Extrait du texte →
::::

Ici, le gros plan, cadrage intime par excellence, nous éloigne. On ne sait plus à qui appartient cette peau ou cet œil, tant nous lui sommes proches. Ariel Tintar se multiplie, se fragmente. Il nous échappe, se cache, sort du cadre, honteux de son défaut. Qui sait s’il ne s’agit pas plutôt d’un secret ancré dans la chair ? La douceur de la voix recouvre la monstruosité de l’aveu. On voudrait l’ignorer, se concentrer sur ce piano berceur, cette basse en rondeur, ce rythme chaloupé. Mais à l’écoute du refrain tout en chœurs émerge une douleur sourde, chantée en créole. Le mensonge comme protection, l’autofiction pour visage. L’invention cache l’indicible.

C’est sans doute l’ouverture d’album la plus éloquente que nous ayons entendue depuis longtemps. Un beau manifeste pour un EP à la poésie aussi maîtrisée, où l’autobiographie n’est jamais loin. Ariel Tintar nous donne rendez-vous le 20 janvier aux Trois Baudets à Paris pour en découvrir toutes les facettes.

::::

Consigne 1 → Relevez toutes les lignes des entrées qui contiennent le mot « chair ».
Le texte et les entrées sont deux matériaux indépendants l'un de l'autre.

::::

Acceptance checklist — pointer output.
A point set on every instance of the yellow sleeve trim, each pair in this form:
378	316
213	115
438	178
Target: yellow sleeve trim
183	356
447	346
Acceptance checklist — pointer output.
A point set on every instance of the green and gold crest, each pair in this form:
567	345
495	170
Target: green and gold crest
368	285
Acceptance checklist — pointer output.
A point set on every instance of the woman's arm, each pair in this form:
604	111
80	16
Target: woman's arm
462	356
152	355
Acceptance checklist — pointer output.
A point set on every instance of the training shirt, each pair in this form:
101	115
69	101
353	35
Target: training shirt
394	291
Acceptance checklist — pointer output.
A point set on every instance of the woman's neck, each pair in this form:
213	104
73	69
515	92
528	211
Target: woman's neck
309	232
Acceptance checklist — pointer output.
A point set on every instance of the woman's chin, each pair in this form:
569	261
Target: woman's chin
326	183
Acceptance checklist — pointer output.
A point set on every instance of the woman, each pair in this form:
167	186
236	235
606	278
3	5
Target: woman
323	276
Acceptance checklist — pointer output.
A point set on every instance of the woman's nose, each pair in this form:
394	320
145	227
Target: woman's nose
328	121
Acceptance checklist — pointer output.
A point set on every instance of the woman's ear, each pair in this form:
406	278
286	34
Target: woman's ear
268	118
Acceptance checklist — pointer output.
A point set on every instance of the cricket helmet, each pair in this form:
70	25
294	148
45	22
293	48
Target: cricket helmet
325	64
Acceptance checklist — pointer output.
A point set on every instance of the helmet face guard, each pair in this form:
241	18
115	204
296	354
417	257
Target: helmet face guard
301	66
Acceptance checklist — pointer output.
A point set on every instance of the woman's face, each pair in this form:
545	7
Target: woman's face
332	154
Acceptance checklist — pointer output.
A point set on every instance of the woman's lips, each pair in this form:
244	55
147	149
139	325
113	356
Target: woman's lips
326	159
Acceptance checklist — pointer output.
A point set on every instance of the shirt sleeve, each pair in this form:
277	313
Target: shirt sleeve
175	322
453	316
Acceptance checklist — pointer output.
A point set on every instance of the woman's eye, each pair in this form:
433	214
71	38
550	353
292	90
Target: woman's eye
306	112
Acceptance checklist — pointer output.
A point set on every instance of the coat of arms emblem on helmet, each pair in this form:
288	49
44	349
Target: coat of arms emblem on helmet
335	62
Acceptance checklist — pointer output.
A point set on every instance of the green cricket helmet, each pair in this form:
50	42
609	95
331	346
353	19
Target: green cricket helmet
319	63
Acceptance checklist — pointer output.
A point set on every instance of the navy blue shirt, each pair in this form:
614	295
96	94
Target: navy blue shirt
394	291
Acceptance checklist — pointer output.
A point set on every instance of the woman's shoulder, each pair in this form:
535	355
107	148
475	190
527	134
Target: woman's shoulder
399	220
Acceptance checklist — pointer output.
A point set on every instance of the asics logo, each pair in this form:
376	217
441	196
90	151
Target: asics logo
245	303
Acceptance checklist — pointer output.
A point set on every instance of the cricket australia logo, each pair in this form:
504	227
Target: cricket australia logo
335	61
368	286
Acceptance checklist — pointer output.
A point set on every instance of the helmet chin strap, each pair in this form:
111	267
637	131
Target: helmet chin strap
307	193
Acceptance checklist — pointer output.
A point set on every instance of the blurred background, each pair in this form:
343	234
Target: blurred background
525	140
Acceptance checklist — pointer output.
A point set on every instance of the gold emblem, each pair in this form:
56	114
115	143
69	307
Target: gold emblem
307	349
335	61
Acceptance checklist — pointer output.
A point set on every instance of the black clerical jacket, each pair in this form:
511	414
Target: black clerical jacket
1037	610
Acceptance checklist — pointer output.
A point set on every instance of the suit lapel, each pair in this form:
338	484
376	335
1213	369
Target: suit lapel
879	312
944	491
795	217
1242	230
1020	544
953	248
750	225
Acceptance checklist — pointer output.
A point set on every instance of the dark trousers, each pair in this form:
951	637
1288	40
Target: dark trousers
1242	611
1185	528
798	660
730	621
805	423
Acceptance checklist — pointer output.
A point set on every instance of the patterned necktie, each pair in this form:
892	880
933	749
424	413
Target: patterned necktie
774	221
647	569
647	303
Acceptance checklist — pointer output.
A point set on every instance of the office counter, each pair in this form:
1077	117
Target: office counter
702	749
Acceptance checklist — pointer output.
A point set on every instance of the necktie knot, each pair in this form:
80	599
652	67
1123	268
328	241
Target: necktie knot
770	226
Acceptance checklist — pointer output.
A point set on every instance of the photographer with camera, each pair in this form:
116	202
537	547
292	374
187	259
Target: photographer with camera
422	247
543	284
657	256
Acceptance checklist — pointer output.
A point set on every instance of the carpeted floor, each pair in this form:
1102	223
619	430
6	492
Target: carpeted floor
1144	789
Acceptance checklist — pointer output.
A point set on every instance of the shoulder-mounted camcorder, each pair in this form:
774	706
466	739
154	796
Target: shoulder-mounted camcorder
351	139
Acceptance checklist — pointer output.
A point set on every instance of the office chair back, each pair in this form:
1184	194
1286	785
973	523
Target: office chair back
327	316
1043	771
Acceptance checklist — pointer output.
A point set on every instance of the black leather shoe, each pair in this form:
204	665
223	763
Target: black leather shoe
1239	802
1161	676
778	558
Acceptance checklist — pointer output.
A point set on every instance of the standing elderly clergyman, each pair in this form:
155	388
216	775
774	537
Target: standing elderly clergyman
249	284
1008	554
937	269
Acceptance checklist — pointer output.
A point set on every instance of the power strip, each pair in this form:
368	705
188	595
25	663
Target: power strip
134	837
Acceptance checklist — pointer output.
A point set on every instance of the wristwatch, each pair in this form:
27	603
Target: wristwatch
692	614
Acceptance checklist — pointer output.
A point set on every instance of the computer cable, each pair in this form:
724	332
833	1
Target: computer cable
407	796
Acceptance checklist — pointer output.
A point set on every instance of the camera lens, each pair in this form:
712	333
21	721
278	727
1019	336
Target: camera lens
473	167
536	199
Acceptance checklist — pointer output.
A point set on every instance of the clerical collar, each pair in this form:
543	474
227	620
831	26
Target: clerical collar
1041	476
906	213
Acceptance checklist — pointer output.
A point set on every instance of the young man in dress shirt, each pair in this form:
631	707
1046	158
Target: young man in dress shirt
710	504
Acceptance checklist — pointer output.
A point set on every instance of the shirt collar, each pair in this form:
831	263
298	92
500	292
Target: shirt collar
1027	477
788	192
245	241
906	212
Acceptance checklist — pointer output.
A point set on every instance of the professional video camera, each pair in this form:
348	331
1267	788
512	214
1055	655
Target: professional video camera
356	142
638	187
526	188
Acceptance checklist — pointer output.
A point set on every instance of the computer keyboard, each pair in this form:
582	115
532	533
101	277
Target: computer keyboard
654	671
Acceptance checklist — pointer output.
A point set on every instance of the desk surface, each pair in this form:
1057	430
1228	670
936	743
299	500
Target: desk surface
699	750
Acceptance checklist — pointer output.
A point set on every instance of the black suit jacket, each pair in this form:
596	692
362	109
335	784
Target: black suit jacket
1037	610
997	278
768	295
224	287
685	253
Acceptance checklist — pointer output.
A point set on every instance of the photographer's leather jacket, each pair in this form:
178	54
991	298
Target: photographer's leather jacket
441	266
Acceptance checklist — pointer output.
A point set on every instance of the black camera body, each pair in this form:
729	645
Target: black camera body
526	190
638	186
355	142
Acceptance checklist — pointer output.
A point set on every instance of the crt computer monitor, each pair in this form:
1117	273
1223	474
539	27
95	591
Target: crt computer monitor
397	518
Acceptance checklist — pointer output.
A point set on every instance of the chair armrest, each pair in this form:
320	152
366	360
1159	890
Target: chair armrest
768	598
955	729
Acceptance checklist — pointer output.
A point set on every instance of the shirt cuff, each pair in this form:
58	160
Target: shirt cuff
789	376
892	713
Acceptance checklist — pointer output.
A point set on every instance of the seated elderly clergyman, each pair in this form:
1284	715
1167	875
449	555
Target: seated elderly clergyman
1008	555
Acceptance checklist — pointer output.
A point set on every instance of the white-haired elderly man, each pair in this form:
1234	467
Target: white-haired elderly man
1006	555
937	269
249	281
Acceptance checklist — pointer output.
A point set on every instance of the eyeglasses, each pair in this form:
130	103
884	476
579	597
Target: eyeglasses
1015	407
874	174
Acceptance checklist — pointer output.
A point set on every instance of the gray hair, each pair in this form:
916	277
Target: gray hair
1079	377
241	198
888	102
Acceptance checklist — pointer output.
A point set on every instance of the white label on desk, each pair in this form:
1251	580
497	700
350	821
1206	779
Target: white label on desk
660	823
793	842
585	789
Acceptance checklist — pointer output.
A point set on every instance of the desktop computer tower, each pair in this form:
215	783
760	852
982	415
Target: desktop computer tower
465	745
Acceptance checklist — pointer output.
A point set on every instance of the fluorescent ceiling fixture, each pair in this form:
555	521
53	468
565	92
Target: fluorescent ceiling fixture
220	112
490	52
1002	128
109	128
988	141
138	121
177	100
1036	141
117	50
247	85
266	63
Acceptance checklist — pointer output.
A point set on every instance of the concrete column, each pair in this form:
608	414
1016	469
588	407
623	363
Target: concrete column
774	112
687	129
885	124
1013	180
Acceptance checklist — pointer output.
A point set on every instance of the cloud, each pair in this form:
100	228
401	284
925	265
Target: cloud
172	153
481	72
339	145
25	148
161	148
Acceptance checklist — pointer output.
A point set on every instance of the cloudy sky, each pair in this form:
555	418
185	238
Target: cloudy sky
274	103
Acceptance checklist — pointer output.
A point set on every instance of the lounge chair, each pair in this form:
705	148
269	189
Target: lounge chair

::::

Consigne 2 → Réécrivez le passage de la critique musicale qui commence par les mots « Ici, le gros » et se termine par « L’invention cache l’indicible. », en y remplaçant « piano » par « violon ».

Réponse attendue 1 →
A point set on every instance of the office chair back, each pair in this form:
Target: office chair back
A point set on every instance of the chair armrest, each pair in this form:
Target: chair armrest
A point set on every instance of the lounge chair, each pair in this form:
Target: lounge chair

Réponse attendue 2 →
Ici, le gros plan, cadrage intime par excellence, nous éloigne. On ne sait plus à qui appartient cette peau ou cet œil, tant nous lui sommes proches. Ariel Tintar se multiplie, se fragmente. Il nous échappe, se cache, sort du cadre, honteux de son défaut. Qui sait s’il ne s’agit pas plutôt d’un secret ancré dans la chair ? La douceur de la voix recouvre la monstruosité de l’aveu. On voudrait l’ignorer, se concentrer sur ce violon berceur, cette basse en rondeur, ce rythme chaloupé. Mais à l’écoute du refrain tout en chœurs émerge une douleur sourde, chantée en créole. Le mensonge comme protection, l’autofiction pour visage. L’invention cache l’indicible.